> **STATED TASK**:
Rewrite the rows below with every "single point" changed to "one marked point" and nothing else altered, and leave the pictures out of your version.
[Begin]
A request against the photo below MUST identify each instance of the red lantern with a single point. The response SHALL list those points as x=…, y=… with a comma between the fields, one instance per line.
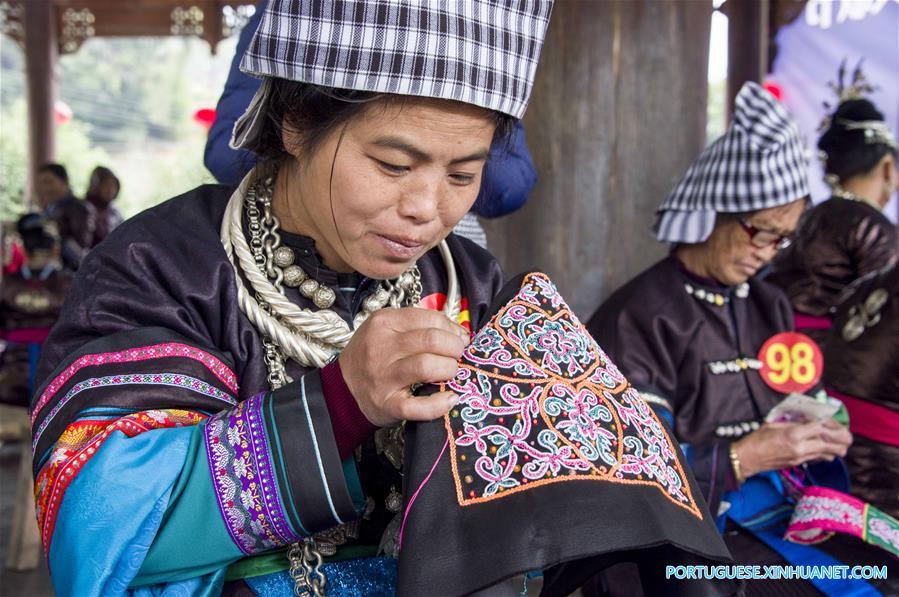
x=62, y=113
x=774, y=89
x=204, y=117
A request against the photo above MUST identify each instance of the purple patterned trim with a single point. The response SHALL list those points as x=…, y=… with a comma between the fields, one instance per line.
x=177, y=380
x=244, y=480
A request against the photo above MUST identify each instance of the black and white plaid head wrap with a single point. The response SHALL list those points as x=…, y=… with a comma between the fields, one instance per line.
x=481, y=52
x=760, y=162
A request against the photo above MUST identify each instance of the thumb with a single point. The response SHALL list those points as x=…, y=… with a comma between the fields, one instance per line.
x=427, y=408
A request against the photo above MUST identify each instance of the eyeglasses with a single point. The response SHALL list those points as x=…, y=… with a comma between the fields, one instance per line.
x=765, y=238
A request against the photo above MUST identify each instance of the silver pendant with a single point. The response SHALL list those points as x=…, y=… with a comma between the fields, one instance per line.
x=308, y=288
x=284, y=256
x=394, y=501
x=324, y=297
x=294, y=276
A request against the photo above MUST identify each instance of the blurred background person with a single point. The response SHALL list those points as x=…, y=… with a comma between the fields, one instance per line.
x=103, y=189
x=687, y=333
x=31, y=300
x=847, y=236
x=72, y=217
x=861, y=355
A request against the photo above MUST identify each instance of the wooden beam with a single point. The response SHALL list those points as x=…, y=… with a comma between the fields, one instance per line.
x=747, y=44
x=618, y=113
x=40, y=66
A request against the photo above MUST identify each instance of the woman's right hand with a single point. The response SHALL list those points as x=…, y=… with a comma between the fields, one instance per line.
x=782, y=445
x=394, y=349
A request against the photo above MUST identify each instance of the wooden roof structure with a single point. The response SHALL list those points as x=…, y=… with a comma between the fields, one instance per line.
x=79, y=20
x=46, y=29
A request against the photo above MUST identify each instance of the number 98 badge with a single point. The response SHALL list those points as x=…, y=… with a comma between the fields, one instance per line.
x=791, y=362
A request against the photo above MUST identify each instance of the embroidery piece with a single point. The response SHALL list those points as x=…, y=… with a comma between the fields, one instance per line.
x=244, y=478
x=78, y=444
x=541, y=403
x=821, y=512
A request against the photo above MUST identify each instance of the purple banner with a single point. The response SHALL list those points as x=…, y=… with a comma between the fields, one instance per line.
x=810, y=51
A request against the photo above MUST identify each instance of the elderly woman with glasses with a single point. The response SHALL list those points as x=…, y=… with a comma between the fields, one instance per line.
x=688, y=331
x=238, y=397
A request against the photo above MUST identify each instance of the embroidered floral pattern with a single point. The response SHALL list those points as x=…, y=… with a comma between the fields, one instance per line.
x=541, y=403
x=244, y=480
x=78, y=444
x=166, y=379
x=883, y=530
x=821, y=512
x=132, y=355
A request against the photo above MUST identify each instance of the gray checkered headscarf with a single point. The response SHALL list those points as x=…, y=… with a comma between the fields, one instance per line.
x=481, y=52
x=760, y=162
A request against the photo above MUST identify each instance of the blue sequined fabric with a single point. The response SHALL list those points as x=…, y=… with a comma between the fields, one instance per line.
x=359, y=577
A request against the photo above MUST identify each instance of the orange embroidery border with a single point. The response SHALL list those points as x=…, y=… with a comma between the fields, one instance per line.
x=573, y=385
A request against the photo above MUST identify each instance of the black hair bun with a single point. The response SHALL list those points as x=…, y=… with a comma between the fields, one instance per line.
x=837, y=136
x=857, y=110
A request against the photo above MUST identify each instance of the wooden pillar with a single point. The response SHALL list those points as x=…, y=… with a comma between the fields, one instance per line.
x=747, y=44
x=40, y=65
x=617, y=114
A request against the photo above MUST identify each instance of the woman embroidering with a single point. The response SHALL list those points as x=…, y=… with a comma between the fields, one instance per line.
x=221, y=402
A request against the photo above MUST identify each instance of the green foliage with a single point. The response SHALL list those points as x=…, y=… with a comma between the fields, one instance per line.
x=716, y=117
x=133, y=101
[End]
> **TASK OUTPUT**:
A request against the photo below MUST identify each instance of the red lantern with a one marked point. The response SHALL list those points as x=…, y=… with a comma between the fields, one instance per line.
x=62, y=113
x=774, y=89
x=204, y=117
A request against the photo above MUST identify each instance of the purple patterned trim with a one marked point. The response SHALL list those points as x=…, y=… with a comma between the fields, one instance per line.
x=177, y=380
x=244, y=480
A request against the photo above MUST identify each instance of the black and white plaid head wrap with a one marked point. The response SHALL list those points as x=…, y=… with a comma between the fields, one instance per line.
x=481, y=52
x=760, y=162
A request against the photo above MUST identify each instance of the thumb with a one marked point. The response SHALL list those points as x=…, y=… with a comma between the fields, one instance per line.
x=427, y=408
A request against the photo above MUST identify each instance of the eyeglasses with a one marked point. The response SHALL list those points as x=…, y=… with a comma between the fields, one instance per line.
x=765, y=238
A request against the photo above MUST identify each instance of the silver pendant with a one marked point. The response SHALL list those points as x=…, y=… with a comma between the fields, one instance per line.
x=308, y=288
x=284, y=256
x=394, y=501
x=324, y=297
x=294, y=276
A request against the photo above MUST identify each instance of the blurred background person with a one marked point. The response SHALL list those points as x=…, y=… with a comma between the fields, one instance per line.
x=103, y=189
x=687, y=333
x=31, y=300
x=847, y=236
x=72, y=217
x=861, y=355
A request against the photo above MUST identify each instance of the wooden beam with a one marked point. The response SHALL list those points as x=…, y=… with a comma between the fields, one instance per line.
x=747, y=44
x=618, y=113
x=40, y=66
A request against the photo above MUST identify each instance of the woman's right hand with a one marked point. The response SHALL list those points as x=…, y=… with a comma between the fields, one instance per line.
x=782, y=445
x=394, y=349
A request against the photo above MUST identify each instance of the wooden roof structure with a one marked point. The response SHALL list those points as x=…, y=… with a comma between the fields, one instance per line.
x=79, y=20
x=46, y=29
A request against the photo above MUST identify each instance of the number 98 badge with a one marked point. The response SHALL list those points as x=…, y=… with a comma between the fields, one instance per line.
x=791, y=362
A request against the photo above MUST identify each instance of the embroidery piece with a one marked point. The response SHALL list those points as x=…, y=… with a comma between the fields, one instance per line.
x=244, y=478
x=78, y=444
x=541, y=403
x=821, y=512
A request against the photo above MUST identify each instance of the purple banner with a one marked point. The response SHALL list those points as x=…, y=… with a comma between the fields, one instance per line.
x=810, y=51
A request against the photo above MUST identify each instance of the elderly woman with glasses with a one marked point. The response SHALL list those points as x=…, y=… with a comma between the fields, one instance per line.
x=688, y=331
x=238, y=397
A request against the photo above MUST identify each instance of the embroidered floral pattern with a one marked point. The response SHALL list those points as x=…, y=… with a comma between the fields, one instance per line.
x=541, y=403
x=244, y=480
x=78, y=444
x=166, y=379
x=883, y=530
x=821, y=512
x=132, y=355
A request against the photo above MUST identify each instance of the gray checkered headscarf with a one marked point. The response SHALL list those points as x=…, y=… with a comma between the fields, one instance per line.
x=481, y=52
x=760, y=162
A request against the photo above MUST identify each instance of the blue sequined fabric with a one marked point. The response SHALL list those points as x=…, y=… with a comma between the fields, one instance per line.
x=359, y=577
A request against the photo above MUST identify each instance of the orange embroidery border with a one marked point. The response SHALL list those points as x=…, y=… with a comma between the fields, one instance per line.
x=573, y=385
A request against the photo above MUST identify each instance of the black hair bun with a one marked point. The response SHALL list those points as x=…, y=… with a comma between the fields, one instance per line.
x=837, y=136
x=857, y=110
A request against the photo above MUST identify each instance of the wooden pillar with a one marked point. The response SHALL list those points as x=…, y=… with a comma between the fields, one instance per line.
x=747, y=44
x=40, y=65
x=617, y=114
A request against the photo above MUST identify each instance of the woman embroidering with a one marked point. The response SHALL list those points as x=…, y=… with a comma between the fields, one instance per line.
x=221, y=402
A request against the photo above MUST identify each instance of the green foliage with a one marked point. The response SHALL list those points as x=…, y=… with a comma between the fields, one instance per line.
x=716, y=117
x=133, y=101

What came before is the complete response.